## What to do
The required result is a copy of each line below in which "camera" appears.

====== Source data ======

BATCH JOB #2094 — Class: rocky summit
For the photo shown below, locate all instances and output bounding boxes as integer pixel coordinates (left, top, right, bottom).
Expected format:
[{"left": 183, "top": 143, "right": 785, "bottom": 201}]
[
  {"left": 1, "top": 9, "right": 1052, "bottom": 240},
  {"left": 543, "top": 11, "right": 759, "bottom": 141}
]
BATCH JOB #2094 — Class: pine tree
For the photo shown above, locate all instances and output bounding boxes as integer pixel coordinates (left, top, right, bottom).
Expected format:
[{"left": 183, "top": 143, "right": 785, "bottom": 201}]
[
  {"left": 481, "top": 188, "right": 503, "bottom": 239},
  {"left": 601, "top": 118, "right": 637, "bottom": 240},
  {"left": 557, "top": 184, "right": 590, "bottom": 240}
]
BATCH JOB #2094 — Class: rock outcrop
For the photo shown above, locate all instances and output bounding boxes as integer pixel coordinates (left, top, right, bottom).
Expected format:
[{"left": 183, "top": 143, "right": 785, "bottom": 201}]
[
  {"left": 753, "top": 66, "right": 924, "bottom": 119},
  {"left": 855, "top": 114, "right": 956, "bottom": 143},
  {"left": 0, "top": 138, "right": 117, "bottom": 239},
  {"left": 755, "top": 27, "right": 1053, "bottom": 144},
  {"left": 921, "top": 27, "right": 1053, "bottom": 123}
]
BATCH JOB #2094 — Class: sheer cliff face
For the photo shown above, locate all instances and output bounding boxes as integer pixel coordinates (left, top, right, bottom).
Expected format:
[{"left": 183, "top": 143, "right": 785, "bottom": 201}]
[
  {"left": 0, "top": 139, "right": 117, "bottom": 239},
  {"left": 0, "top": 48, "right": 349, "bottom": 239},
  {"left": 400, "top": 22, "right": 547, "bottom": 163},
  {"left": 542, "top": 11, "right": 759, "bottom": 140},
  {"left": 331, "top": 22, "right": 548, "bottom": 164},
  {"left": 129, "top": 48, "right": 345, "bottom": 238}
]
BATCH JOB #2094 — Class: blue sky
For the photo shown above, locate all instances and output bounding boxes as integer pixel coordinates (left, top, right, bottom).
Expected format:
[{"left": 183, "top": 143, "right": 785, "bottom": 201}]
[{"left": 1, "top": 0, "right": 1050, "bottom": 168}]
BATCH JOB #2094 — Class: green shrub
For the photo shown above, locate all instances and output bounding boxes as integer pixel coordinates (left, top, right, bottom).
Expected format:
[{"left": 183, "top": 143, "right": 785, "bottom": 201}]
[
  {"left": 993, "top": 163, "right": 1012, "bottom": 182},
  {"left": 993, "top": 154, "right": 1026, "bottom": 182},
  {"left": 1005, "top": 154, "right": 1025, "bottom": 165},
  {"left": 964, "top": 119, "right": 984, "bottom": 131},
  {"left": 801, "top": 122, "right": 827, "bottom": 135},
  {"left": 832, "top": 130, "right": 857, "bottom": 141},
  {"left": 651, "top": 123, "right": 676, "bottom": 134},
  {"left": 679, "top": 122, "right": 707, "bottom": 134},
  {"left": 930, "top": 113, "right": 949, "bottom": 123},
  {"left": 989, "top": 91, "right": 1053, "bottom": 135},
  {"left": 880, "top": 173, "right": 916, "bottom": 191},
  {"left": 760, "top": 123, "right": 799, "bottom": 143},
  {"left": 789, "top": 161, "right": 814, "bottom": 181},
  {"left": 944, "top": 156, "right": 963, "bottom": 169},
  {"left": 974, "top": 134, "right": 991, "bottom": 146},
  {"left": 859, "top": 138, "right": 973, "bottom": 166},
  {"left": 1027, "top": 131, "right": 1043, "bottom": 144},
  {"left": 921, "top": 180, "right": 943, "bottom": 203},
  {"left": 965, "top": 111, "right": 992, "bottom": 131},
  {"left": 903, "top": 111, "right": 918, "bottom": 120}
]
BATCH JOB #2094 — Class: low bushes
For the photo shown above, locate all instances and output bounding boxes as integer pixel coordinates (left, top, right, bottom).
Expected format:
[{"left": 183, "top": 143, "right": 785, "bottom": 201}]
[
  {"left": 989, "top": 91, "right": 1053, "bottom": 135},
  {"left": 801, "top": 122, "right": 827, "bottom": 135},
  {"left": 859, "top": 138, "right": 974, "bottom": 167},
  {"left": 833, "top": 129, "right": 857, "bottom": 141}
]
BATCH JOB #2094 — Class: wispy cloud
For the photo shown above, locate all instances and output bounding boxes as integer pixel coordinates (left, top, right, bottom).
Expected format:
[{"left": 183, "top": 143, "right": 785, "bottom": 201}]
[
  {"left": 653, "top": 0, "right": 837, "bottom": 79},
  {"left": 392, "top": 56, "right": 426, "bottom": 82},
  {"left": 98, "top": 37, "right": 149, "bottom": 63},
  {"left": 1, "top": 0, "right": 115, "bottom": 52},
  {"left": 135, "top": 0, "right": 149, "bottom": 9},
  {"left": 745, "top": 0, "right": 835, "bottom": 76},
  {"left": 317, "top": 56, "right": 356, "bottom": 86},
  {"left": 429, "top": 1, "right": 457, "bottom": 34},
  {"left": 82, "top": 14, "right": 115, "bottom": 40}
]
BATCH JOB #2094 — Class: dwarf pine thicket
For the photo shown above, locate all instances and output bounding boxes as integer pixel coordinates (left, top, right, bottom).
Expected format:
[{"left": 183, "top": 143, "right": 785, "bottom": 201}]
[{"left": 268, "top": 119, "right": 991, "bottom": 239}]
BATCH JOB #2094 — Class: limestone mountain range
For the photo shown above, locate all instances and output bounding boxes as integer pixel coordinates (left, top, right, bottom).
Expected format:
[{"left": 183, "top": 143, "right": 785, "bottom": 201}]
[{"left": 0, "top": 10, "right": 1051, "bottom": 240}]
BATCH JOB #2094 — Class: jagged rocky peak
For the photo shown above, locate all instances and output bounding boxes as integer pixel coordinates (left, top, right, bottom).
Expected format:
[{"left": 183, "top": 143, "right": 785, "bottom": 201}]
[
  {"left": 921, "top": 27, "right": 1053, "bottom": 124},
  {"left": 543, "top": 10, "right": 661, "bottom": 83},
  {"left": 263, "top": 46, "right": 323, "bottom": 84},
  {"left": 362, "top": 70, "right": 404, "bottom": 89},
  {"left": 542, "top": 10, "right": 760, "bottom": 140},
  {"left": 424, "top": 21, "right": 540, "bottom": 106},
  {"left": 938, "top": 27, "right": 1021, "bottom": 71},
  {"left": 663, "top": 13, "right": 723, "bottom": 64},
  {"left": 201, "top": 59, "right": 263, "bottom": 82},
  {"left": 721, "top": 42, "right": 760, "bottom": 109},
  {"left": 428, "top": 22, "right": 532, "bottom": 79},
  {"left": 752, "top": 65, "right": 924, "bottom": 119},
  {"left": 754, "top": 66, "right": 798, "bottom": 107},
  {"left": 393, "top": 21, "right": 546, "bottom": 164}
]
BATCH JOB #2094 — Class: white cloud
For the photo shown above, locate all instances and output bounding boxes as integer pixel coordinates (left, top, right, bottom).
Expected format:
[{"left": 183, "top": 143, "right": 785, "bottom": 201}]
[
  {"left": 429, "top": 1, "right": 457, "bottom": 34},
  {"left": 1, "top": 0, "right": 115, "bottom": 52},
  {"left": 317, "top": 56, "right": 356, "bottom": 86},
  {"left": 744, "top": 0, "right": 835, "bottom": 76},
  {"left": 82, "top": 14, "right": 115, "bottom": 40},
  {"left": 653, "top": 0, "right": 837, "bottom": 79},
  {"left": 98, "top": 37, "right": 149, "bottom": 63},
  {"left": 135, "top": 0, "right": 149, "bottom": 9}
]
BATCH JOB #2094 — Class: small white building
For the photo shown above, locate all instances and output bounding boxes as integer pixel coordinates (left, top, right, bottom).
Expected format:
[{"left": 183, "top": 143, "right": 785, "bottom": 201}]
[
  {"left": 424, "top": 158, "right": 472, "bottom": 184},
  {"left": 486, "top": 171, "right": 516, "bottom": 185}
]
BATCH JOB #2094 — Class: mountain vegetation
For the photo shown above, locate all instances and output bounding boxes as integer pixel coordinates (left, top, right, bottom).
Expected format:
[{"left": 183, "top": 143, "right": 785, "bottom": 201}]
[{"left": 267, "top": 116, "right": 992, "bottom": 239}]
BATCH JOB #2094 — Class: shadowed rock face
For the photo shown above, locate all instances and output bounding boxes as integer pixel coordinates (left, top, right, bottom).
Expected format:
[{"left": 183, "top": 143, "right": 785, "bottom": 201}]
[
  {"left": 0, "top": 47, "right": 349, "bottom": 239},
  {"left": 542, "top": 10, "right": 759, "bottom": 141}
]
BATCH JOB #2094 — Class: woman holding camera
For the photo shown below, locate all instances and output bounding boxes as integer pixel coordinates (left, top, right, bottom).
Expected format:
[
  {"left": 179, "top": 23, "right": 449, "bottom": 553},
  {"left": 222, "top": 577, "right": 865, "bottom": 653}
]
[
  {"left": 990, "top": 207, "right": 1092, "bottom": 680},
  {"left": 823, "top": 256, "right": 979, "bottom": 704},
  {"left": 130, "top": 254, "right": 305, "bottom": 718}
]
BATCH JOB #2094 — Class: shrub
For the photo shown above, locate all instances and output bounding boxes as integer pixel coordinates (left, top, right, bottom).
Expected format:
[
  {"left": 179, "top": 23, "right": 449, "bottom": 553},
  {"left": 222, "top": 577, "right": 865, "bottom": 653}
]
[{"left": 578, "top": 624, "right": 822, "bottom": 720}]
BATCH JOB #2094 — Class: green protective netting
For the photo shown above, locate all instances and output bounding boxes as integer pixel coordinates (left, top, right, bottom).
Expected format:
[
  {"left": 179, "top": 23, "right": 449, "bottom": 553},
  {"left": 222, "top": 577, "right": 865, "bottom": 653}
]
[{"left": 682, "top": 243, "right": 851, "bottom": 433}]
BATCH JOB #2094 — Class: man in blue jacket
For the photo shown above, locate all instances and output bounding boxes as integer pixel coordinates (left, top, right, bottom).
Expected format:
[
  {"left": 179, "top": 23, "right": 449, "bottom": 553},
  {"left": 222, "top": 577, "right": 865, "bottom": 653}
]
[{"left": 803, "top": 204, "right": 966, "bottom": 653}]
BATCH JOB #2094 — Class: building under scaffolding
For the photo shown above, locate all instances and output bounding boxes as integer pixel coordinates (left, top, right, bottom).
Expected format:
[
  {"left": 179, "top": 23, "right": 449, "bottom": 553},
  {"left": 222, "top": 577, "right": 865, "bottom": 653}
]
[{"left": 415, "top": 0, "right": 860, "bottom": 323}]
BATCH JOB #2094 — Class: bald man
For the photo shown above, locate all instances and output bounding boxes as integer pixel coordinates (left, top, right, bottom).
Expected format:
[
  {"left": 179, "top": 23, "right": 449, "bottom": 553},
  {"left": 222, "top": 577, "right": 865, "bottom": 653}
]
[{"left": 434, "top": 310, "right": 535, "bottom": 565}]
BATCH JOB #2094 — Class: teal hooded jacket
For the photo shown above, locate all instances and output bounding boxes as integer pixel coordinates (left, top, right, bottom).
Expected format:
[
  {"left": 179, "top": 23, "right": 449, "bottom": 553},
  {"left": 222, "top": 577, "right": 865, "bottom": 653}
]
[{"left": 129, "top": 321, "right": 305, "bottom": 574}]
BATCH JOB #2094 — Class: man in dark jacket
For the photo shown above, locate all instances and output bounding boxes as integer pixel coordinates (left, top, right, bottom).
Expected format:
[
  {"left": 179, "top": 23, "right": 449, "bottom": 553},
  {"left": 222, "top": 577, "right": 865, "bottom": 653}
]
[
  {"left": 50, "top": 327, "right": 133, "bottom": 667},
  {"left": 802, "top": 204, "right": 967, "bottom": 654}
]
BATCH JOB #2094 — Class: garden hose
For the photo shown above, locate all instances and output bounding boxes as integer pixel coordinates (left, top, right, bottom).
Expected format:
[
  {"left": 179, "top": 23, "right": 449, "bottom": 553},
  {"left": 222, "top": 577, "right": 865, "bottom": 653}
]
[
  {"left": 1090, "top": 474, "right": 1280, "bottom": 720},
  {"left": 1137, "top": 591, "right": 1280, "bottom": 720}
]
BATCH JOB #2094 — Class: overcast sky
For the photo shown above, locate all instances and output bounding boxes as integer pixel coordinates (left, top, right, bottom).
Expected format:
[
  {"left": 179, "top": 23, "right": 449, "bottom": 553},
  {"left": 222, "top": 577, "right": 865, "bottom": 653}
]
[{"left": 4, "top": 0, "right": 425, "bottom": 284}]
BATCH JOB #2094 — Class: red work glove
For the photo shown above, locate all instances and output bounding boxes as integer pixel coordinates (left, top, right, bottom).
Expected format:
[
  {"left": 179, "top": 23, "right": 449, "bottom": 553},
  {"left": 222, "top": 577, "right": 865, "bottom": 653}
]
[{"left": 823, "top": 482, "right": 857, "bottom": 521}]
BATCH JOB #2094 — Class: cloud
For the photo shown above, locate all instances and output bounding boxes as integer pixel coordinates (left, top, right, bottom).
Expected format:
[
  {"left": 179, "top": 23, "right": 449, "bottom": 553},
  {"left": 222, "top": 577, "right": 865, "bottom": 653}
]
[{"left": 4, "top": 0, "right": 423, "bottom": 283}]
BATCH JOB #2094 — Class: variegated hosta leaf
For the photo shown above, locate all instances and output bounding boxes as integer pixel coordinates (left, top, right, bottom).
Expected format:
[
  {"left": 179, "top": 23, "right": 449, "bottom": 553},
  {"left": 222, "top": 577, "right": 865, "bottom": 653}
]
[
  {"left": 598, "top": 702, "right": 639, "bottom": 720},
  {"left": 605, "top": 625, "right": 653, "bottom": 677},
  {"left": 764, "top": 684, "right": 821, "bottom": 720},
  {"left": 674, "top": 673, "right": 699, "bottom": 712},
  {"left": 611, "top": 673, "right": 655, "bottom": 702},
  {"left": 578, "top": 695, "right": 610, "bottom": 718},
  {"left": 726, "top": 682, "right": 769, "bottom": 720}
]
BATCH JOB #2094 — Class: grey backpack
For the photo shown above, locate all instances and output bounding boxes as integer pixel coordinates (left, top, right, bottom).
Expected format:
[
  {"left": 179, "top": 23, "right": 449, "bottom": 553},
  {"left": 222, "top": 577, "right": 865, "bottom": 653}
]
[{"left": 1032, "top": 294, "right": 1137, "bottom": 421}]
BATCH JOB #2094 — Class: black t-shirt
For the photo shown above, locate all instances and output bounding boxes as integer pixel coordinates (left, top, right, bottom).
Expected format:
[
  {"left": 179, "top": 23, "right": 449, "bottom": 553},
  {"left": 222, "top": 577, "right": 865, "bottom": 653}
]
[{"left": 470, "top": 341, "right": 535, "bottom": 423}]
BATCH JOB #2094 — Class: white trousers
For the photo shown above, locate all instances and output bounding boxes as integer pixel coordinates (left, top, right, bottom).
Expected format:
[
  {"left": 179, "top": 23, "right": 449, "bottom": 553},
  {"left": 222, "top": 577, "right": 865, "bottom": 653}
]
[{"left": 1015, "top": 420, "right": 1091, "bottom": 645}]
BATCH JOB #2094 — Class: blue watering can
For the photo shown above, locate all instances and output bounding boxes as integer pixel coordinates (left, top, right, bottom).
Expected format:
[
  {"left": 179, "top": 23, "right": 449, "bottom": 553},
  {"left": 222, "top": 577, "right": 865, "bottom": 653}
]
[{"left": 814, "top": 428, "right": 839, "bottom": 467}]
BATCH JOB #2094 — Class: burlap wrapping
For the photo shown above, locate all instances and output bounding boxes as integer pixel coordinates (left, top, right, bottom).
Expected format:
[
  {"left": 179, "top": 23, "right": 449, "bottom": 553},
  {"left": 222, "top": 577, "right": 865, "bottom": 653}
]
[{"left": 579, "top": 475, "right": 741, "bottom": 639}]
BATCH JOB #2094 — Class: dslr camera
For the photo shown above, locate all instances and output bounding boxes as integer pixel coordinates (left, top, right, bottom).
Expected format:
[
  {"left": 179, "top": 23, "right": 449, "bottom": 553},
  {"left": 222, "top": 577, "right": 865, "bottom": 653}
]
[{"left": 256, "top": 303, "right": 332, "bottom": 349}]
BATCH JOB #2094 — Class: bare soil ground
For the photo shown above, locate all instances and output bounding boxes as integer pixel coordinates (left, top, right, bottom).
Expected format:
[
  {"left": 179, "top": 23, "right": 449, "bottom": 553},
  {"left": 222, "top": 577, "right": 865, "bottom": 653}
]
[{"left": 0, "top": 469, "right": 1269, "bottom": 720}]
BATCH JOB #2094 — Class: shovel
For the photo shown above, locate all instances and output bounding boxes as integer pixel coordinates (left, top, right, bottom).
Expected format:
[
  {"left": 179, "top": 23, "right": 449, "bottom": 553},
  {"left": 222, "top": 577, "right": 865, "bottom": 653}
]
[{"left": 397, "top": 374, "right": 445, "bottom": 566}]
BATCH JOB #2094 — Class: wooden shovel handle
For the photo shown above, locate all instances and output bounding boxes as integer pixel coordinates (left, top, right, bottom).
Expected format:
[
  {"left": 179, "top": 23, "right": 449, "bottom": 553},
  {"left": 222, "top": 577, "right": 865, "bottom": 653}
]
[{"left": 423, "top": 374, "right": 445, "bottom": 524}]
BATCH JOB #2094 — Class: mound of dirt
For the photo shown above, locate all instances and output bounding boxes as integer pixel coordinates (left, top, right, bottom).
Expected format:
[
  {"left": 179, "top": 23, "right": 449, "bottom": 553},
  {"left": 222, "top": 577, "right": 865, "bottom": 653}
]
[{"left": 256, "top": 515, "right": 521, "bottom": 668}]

======

## Exercise solution
BATCH JOB #2094 — Class: woman holding camera
BATCH JOB #2094 — Class: dslr camera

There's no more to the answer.